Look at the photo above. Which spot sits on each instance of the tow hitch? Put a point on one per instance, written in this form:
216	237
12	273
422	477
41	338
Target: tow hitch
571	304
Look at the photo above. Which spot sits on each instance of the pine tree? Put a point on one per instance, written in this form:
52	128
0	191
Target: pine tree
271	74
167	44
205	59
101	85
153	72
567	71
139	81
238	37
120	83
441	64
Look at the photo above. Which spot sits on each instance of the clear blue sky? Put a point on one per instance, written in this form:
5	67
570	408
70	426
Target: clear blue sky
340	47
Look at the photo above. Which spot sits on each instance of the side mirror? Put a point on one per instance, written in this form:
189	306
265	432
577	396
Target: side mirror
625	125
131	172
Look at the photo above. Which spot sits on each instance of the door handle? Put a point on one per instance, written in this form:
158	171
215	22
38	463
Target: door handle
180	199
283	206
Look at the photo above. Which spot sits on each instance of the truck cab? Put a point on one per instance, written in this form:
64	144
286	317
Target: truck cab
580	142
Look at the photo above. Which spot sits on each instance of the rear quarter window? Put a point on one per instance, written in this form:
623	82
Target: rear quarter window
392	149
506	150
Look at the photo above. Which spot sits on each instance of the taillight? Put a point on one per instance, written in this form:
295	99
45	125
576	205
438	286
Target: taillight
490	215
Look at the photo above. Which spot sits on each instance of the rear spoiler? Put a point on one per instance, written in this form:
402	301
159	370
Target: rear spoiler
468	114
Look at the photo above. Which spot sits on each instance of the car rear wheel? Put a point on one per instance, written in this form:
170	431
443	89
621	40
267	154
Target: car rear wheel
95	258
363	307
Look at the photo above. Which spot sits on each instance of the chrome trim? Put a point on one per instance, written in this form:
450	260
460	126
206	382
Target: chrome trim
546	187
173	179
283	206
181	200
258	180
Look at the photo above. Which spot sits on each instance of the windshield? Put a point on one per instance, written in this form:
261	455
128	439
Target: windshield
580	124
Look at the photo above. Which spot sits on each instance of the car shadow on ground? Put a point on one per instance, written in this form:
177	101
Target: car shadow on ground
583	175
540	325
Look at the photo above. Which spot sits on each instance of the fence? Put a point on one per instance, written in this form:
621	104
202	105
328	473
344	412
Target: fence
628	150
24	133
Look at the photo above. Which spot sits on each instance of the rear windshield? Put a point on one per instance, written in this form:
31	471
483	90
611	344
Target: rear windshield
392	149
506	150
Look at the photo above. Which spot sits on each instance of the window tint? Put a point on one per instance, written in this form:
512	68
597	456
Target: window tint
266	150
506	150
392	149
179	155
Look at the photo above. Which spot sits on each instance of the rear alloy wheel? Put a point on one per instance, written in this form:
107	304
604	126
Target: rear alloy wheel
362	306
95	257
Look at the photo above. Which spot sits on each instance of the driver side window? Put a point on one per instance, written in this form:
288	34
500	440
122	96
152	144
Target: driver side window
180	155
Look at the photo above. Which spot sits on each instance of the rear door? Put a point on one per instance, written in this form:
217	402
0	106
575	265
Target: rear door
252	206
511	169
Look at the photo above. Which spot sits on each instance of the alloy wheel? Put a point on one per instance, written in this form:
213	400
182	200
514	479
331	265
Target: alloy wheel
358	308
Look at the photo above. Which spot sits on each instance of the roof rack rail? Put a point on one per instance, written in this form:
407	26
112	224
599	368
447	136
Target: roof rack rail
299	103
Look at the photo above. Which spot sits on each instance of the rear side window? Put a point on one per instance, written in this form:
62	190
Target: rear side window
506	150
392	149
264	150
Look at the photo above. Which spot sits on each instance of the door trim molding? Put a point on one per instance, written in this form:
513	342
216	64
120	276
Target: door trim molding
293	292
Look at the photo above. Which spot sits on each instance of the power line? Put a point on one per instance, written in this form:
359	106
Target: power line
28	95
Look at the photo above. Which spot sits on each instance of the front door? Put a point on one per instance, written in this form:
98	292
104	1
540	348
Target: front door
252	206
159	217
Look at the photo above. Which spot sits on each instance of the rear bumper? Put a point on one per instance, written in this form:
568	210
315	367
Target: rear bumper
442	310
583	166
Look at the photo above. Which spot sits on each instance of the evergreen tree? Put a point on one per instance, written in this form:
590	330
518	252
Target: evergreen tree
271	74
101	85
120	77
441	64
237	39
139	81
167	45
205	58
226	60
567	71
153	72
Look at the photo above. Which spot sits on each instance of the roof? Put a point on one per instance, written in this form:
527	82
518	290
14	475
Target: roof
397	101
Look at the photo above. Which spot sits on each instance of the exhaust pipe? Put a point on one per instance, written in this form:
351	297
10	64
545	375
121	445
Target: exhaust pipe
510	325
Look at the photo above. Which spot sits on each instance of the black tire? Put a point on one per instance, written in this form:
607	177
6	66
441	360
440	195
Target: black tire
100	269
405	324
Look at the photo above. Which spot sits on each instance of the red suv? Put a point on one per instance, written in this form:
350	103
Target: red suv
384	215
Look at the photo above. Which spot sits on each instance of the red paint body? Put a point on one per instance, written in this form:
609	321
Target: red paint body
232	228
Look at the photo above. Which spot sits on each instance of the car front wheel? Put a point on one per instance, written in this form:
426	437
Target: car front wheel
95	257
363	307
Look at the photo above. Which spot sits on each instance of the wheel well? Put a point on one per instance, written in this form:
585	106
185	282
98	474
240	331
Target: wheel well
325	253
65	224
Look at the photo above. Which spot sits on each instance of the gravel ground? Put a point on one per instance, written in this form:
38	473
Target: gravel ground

Your assignment - Answer with one number only: how many lines above contain the word "gravel".

Task output - 2